Your task is to write out the lines from the line containing "The pointer SHOULD return, for each instance of the building" through the last line of the material, exactly.

## Dataset rows
=====

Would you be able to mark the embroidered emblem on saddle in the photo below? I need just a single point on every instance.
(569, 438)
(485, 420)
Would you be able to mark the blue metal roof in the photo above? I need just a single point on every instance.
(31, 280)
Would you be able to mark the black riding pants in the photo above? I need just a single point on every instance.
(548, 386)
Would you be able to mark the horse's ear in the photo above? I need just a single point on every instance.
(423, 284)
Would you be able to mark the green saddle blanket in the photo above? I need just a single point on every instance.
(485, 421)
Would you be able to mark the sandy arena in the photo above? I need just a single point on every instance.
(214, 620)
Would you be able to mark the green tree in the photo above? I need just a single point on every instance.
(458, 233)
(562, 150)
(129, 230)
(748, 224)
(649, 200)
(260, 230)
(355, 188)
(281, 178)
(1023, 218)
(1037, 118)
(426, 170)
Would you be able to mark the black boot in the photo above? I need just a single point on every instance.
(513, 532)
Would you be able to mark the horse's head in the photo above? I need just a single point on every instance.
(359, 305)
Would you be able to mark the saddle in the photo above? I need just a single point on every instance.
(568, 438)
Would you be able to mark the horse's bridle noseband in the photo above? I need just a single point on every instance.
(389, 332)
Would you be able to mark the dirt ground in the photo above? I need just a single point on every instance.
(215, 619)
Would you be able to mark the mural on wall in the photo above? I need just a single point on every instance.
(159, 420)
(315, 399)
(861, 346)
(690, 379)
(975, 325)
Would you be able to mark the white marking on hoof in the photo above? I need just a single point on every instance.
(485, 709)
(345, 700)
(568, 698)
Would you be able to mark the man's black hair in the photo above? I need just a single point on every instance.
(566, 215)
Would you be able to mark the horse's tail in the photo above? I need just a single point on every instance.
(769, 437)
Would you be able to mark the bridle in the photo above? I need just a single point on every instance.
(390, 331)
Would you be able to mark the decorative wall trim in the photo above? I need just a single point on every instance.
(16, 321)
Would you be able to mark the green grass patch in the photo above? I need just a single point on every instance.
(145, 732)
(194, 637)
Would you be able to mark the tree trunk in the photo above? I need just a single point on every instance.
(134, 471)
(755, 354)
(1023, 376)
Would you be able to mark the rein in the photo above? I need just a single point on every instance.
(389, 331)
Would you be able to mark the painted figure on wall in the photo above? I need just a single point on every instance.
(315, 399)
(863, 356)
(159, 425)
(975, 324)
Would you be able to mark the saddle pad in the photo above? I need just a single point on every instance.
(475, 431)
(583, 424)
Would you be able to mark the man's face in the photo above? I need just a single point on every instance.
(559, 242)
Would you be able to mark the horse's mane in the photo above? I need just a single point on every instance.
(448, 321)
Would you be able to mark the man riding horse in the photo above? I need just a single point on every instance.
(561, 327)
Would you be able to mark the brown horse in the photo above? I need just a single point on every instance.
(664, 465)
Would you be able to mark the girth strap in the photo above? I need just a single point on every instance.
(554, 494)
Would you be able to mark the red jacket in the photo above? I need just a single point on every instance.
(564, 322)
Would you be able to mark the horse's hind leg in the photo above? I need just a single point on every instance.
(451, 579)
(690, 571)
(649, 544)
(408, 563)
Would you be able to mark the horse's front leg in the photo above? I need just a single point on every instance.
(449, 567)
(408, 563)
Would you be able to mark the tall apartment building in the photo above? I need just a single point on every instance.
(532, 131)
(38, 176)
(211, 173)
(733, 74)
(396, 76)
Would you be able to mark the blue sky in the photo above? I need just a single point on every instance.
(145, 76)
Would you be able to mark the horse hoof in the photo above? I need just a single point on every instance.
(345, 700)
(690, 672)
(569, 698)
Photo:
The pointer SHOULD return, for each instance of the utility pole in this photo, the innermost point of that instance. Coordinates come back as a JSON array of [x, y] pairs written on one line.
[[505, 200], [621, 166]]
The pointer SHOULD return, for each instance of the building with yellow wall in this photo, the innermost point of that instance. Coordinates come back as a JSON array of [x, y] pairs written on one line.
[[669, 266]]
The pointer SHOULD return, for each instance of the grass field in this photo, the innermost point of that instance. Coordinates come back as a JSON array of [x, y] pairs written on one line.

=====

## Solution to the exercise
The pointer SHOULD return, for each instance of the building with yellow wall in this photo, the innermost point of that instance. Coordinates come back as a JSON array of [x, y] pairs written on one line.
[[669, 266]]
The pointer SHOULD return, for each instance of the grass field in this photo, the innermost point of that instance. Coordinates come back as a JSON array of [x, y] pairs written on one line.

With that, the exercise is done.